# Instructions for the task
Without the pictures, output the records below word for word.

# Collected data
--------------------------------

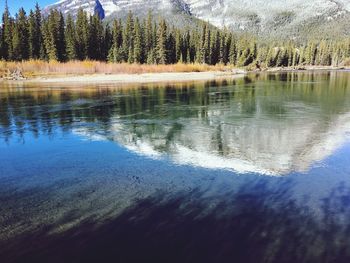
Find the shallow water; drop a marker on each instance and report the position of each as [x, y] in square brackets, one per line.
[254, 169]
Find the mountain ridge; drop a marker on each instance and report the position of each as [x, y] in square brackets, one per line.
[293, 18]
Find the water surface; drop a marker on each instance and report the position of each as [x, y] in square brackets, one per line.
[254, 169]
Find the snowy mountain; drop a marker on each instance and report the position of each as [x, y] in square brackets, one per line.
[331, 17]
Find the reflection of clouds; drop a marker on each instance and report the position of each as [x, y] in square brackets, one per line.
[265, 146]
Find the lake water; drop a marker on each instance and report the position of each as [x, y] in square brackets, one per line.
[253, 169]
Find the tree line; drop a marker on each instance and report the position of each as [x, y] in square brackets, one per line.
[151, 41]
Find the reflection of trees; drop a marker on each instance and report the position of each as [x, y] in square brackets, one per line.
[259, 223]
[40, 112]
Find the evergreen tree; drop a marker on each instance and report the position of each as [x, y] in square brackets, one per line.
[7, 34]
[95, 38]
[128, 39]
[82, 34]
[138, 43]
[35, 35]
[20, 38]
[162, 52]
[71, 42]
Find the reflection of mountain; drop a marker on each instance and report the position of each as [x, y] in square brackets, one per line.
[262, 145]
[270, 124]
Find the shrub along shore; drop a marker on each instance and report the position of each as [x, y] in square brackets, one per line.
[151, 41]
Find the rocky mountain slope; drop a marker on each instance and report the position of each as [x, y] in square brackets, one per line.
[274, 17]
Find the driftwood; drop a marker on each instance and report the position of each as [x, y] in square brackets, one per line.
[15, 75]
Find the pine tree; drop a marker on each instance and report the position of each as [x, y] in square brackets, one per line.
[61, 41]
[35, 34]
[95, 38]
[107, 42]
[7, 32]
[138, 43]
[128, 39]
[116, 51]
[162, 52]
[71, 42]
[149, 41]
[21, 37]
[82, 34]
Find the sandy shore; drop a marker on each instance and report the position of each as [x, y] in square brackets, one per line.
[132, 78]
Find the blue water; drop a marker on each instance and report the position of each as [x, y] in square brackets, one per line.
[245, 170]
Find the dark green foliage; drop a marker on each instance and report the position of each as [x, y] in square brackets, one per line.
[82, 34]
[152, 42]
[71, 41]
[35, 35]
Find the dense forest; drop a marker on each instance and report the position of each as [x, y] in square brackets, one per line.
[152, 41]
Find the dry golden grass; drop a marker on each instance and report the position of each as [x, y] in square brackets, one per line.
[39, 67]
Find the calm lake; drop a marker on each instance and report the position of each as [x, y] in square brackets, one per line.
[252, 169]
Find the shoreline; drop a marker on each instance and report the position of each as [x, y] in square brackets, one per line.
[143, 78]
[161, 77]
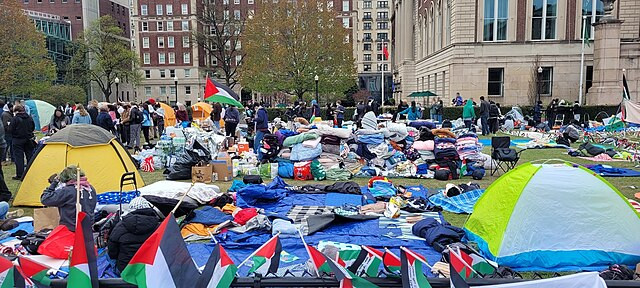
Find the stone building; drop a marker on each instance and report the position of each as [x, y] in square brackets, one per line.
[495, 48]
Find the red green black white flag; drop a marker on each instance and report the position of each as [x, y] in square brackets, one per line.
[267, 258]
[412, 276]
[219, 272]
[163, 260]
[83, 269]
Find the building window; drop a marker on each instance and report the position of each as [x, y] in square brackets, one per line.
[496, 82]
[593, 10]
[546, 81]
[496, 15]
[544, 19]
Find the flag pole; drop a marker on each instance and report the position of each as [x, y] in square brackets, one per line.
[254, 252]
[584, 38]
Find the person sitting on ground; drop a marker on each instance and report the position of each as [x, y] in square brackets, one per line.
[81, 116]
[62, 194]
[58, 121]
[133, 230]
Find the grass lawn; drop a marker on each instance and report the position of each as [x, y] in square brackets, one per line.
[622, 183]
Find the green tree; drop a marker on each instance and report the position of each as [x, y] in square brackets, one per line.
[25, 66]
[61, 94]
[100, 55]
[288, 43]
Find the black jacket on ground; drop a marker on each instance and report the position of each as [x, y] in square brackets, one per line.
[22, 126]
[129, 234]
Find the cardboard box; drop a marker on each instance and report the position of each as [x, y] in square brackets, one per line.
[223, 169]
[202, 174]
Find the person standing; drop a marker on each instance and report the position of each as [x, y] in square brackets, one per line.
[22, 128]
[146, 122]
[7, 115]
[216, 115]
[93, 111]
[339, 113]
[468, 113]
[231, 120]
[484, 115]
[262, 128]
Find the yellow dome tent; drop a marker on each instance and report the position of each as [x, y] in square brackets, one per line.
[99, 154]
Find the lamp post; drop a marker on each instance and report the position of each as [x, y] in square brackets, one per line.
[317, 78]
[175, 83]
[539, 84]
[117, 81]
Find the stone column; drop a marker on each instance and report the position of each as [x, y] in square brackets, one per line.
[607, 87]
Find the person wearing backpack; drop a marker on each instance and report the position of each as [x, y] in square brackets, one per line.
[136, 118]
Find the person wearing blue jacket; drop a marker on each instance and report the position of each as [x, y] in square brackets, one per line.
[262, 127]
[413, 112]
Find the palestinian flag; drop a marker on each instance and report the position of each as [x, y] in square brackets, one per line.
[219, 271]
[412, 276]
[267, 258]
[163, 260]
[391, 262]
[216, 92]
[346, 278]
[367, 262]
[10, 276]
[34, 271]
[83, 269]
[459, 269]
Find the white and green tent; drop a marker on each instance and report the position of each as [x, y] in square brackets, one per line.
[554, 217]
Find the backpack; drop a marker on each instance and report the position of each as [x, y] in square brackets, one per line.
[136, 116]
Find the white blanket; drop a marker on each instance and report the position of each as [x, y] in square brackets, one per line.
[202, 193]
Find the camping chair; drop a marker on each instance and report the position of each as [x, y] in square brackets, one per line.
[127, 179]
[505, 158]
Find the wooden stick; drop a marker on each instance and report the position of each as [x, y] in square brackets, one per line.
[182, 198]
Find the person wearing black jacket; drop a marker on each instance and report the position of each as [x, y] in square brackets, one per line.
[22, 127]
[134, 229]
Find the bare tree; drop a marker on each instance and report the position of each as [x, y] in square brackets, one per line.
[221, 40]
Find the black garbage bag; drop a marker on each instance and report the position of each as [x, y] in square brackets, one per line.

--------------------------------

# Exercise solution
Find the shallow water; drop a marker on each instance and report the position of each as [x, y] in square brackets, one per line.
[254, 169]
Find the mountain ridge; drop a marker on each instance and report the position of each as [x, y] in square brackets, one per line.
[293, 18]
Find the water surface; drop a marker on each instance and report the position of each as [x, y] in square brackets, one per line.
[254, 169]
Find the snowy mountain; drop a marker on each instance and report the position of each as [x, y] in square brackets, one per line.
[331, 17]
Find the reflection of clouds; drop a marker on each instance and report the position of each as [x, y] in square brackets, one per line.
[265, 146]
Find the lake water; drop a marker on each instance and report the position of each as [x, y] in square brackets, one per line.
[253, 169]
Find the tree line; drop a marker on each instance and report the position of each as [x, y] in square brackets, one per line.
[151, 41]
Find the reflection of trees; drop a marker on each instance and report the position of each as [x, y] in square brackets, one per line.
[259, 223]
[40, 112]
Find the evergreen tree; drop a marker on each instance and report the position of each as [x, y] in square brackets, one per line.
[7, 34]
[95, 38]
[128, 39]
[82, 34]
[138, 43]
[35, 35]
[20, 38]
[162, 52]
[71, 42]
Find the reflection of mountain; drop a marker on each instance and report the position of each as [x, y] in square brackets, one per line.
[262, 145]
[270, 124]
Find the shrub along shore; drop a marker on each instance and report the position of each as [x, y] in square brackets, one per line.
[151, 41]
Find the rocky mountain slope; drop a marker on each instance and report the position of each as [x, y] in square brackets, one per line.
[274, 17]
Find the driftwood; drop a marker on each instance and report the position of each as [x, y] in square brackets, one per line.
[15, 75]
Find the pine tree; drop a marker on each instance and report the position of each as [x, y] in square brackets, one per line.
[61, 41]
[35, 34]
[95, 38]
[107, 42]
[7, 32]
[138, 43]
[128, 39]
[116, 51]
[162, 52]
[71, 42]
[149, 41]
[21, 37]
[82, 34]
Find the sandy shore; drop a marker on each instance and report the position of each as [x, y] in square brackets, one per line.
[132, 78]
Find the blue water; drop a marker on each instance and report the position of each as [x, y] in square brackets, one per line.
[245, 170]
Find the dark green foliage; drop a marker on each instance and report the position of each as [x, y] in square brackets, one per line.
[82, 34]
[152, 42]
[71, 41]
[35, 35]
Find the dense forest; drop a marker on each instance and report the position of each as [x, y] in square brackets, one per line.
[152, 41]
Find the dry golden grass; drop a marker on each instance and report the position of each as [x, y] in square brackets, one per line.
[39, 67]
Find the calm lake; drop a marker on each instance and report the position of each as [x, y] in square brackets, one per line.
[252, 169]
Find the shoreline; drop a marker on each instance and report the position of each as [x, y] in square brackets, one per line.
[143, 78]
[161, 77]
Find the stone building; drop a marker on each instance and report the position of each as [x, y] in square brackets, one per line.
[495, 48]
Find the red green black white flag; drop a marker on each instance and report the position of each as [x, y] in square brackets, one per line.
[267, 258]
[412, 276]
[219, 272]
[163, 260]
[83, 269]
Find the building window; drop a marker on each instance and report the position of each as [x, y] in square brackets, one per line.
[496, 82]
[593, 10]
[546, 81]
[496, 15]
[544, 19]
Find the flag pole; drop a marker on each instance and report the position of each as [x, y] in square brackets, one per line.
[254, 252]
[584, 38]
Find the person sitting on ground; drop a marker on each instance and report the position of each as [x, y] in square brackets, one per line.
[81, 116]
[62, 194]
[58, 121]
[133, 230]
Find the grass lawn; drop a marker on each instance and report the position of each as [x, y] in square brackets, one per line.
[622, 183]
Find the green tree; drop a marker on each instance and report the position of each as [x, y] in square brackets, one per line.
[25, 66]
[61, 94]
[100, 55]
[288, 43]
Find the black jacket on ground; drop a marker on each instance and report the position of each as [x, y] in square brackets, one per line.
[22, 126]
[129, 234]
Find the cardboard box; drop a marker on each instance and report the position of each as [x, y] in square brackets, one per line.
[223, 169]
[202, 174]
Find the person standing; drop a marker on each instance and report the position of each as [x, y] in square brackets, one per line.
[22, 128]
[146, 122]
[7, 115]
[216, 115]
[93, 111]
[339, 113]
[468, 113]
[231, 120]
[484, 115]
[262, 128]
Find the yellow dome tent; drop a marker on each instance and report the position of each as [x, y] in square brackets, one per line.
[99, 154]
Find the lamp post; drop a marker on each instance and report the position of each as [x, y] in square brackets, one per line.
[317, 78]
[175, 83]
[539, 84]
[117, 81]
Find the stone column; drop a marker on each instance and report the position of each as [x, y] in square brackets, one per line.
[607, 87]
Find the person wearing backpack; drop a marker on each instance and report the position of each as [x, y] in square brackets, one per line.
[136, 118]
Find the person wearing blue jacket; drop a marker on each instance and report the position of each as [x, y] in square brackets, one per line.
[262, 127]
[413, 112]
Find the palestinian flag; drop a marker on each instance and report the position of each as [x, y] in square brackets, one per line.
[219, 271]
[412, 276]
[267, 258]
[163, 260]
[391, 262]
[216, 92]
[346, 278]
[367, 262]
[10, 276]
[34, 271]
[83, 269]
[459, 269]
Find the white and green tent; drop a marker on each instance and report the position of each as [x, y] in square brackets, one per line.
[554, 217]
Find the backpack; drop a marker on each instance and report the position of each as [x, y] in square brackets, one per line.
[136, 116]
Find the white blanket; drop a marker on each instance and report the position of each as [x, y] in square brackets, one per line.
[202, 193]
Find the camping chair; drop a marker on each instance and report the position of each as [x, y] in square brackets, one per line.
[127, 179]
[505, 158]
Find the wooden stick; drop a marker on each instance and report the position of each as [x, y] in square brackets, one per line.
[182, 198]
Find the person wearing black jacket; drop a marker on each instance and report the position of each as [x, y] in square brackets, one per line.
[22, 127]
[134, 229]
Find the bare tree; drop a marker on each instance and report the position of each as [x, y] in square brackets, one per line.
[221, 40]
Find the black garbage bag; drop a marker on each instance and report the position of each as [x, y] in square brackets, one per line.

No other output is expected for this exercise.